__REQUIRED WORK__:
Write down each entry again, exactly as it reads.

__SUPPLIED DATA__:
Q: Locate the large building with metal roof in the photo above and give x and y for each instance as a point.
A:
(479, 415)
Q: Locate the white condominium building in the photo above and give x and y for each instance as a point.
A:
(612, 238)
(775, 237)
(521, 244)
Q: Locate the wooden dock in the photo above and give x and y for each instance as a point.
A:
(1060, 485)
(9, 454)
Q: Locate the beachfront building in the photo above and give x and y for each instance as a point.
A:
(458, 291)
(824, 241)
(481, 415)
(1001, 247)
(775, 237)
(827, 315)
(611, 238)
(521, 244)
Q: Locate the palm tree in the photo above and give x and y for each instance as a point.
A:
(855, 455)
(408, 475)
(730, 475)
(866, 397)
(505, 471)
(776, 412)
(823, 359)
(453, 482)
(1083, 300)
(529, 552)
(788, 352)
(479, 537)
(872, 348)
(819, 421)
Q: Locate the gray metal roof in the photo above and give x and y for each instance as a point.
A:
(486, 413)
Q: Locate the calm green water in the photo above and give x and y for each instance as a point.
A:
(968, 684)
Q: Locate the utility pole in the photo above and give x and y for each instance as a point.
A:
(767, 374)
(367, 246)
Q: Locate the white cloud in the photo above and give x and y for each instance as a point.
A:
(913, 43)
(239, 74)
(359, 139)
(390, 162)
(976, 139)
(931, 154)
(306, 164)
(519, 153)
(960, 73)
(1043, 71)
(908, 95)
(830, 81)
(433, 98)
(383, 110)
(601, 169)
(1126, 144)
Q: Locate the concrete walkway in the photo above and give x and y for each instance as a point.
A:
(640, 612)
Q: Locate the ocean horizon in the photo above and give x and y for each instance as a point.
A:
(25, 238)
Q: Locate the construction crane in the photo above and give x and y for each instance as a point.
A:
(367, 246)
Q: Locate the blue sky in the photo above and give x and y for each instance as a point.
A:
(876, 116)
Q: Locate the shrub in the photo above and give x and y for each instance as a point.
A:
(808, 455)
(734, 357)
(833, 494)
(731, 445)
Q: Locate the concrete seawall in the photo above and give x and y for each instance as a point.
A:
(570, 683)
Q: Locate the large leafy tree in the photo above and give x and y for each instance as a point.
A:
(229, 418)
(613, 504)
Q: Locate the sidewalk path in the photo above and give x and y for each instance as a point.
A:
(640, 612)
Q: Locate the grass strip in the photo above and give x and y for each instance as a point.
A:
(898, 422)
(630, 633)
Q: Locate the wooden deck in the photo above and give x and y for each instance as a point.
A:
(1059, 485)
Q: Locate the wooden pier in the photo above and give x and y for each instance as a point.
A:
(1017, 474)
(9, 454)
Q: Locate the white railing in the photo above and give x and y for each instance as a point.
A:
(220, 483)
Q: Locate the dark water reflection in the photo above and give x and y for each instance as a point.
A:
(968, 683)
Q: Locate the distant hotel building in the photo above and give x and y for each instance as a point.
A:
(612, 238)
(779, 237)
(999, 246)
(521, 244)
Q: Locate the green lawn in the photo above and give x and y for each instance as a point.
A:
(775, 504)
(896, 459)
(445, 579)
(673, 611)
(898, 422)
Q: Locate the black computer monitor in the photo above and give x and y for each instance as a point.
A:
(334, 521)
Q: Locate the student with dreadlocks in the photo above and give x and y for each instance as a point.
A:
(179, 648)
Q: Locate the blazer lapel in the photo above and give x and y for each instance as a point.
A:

__YOUR RESPONSE__:
Q: Locate the large building with metal roof in the photo above and give x and y for each instance as a point.
A:
(479, 415)
Q: Locate the white condominium building in the photo above and give x and y for each instance as a point.
A:
(612, 238)
(775, 237)
(521, 244)
Q: Locate the wooden dock in the photo above and give x and y for each instance as a point.
A:
(1060, 485)
(9, 454)
Q: Locate the beachfront building in the photo above and give x and y for each instance as a point.
A:
(458, 291)
(824, 241)
(481, 415)
(1001, 247)
(775, 237)
(827, 315)
(611, 238)
(521, 244)
Q: Locate the palm tree in the photo above and give x and y for each instance as a point.
A:
(855, 455)
(408, 475)
(730, 475)
(866, 397)
(505, 471)
(776, 412)
(823, 359)
(453, 482)
(1083, 300)
(529, 552)
(788, 352)
(479, 537)
(872, 348)
(819, 421)
Q: Locate the gray metal roof in the photo above and give x and y for each instance as a point.
A:
(486, 413)
Q: Locate the calm green water in the photo above and give x and y for each instance as a point.
A:
(968, 684)
Q: Locate the utility pole in the photo above and give x and y for each instance as a point.
A:
(767, 374)
(367, 246)
Q: Locate the white cloud in the photo above and give x and y for each instance as a point.
A:
(913, 43)
(239, 74)
(359, 139)
(390, 162)
(976, 139)
(931, 154)
(306, 164)
(519, 153)
(960, 73)
(1043, 71)
(908, 95)
(830, 81)
(433, 98)
(383, 110)
(601, 169)
(1126, 144)
Q: Locate the concrete walkway in the photo above and give x and y for each instance as a point.
A:
(640, 612)
Q: Locate the ocean horizon in the photo above and give x and y for each instance as a point.
A:
(25, 238)
Q: Locate the construction crane in the photo above and give x and y for each instance as a point.
A:
(367, 246)
Q: Locate the blue sky in the photo above and give x and y for each instance as a point.
A:
(876, 116)
Q: Locate the shrub in the photo above and give x and y for each instance as a point.
A:
(808, 455)
(734, 357)
(833, 494)
(731, 445)
Q: Locate the concrete seawall in the photo above and give x and y for each instance as a point.
A:
(570, 683)
Q: Locate the large leafy tree in the photo above and give x and y for each instance as a point.
A:
(229, 418)
(613, 504)
Q: Locate the sidewalk path in the photo above and give x and y for each instance as a point.
A:
(640, 612)
Q: Locate the grass strip in the photo above and give x and y for each instance as a point.
A:
(898, 422)
(630, 633)
Q: Locate the wooden deck in the photo above and give x and y for each instance as a point.
A:
(1059, 485)
Q: Locate the wooden pier in the photo above and give x and y for each instance as a point.
A:
(1017, 474)
(9, 454)
Q: Locate the white railing in the photo above and give x and y for each instance as a point.
A:
(220, 483)
Q: Locate the dark water reflection in the photo above and give x and y for each instance as a point.
A:
(968, 683)
Q: Locate the distant hotel building in the photo above and give x and y for each instance as a point.
A:
(612, 238)
(779, 237)
(999, 246)
(521, 244)
Q: Locate the green lawn in the photo above and give x and y for each instance as a point.
A:
(775, 504)
(896, 459)
(445, 579)
(673, 611)
(898, 422)
Q: Locate the black computer monitor in the photo above and give x and y for each instance as a point.
A:
(334, 521)
Q: Locate the student with dreadlocks in the photo above and give x and y for each instance as a point.
A:
(179, 648)
Q: Locate the blazer lapel in the photo above and give x and y for each instance as a point.
A:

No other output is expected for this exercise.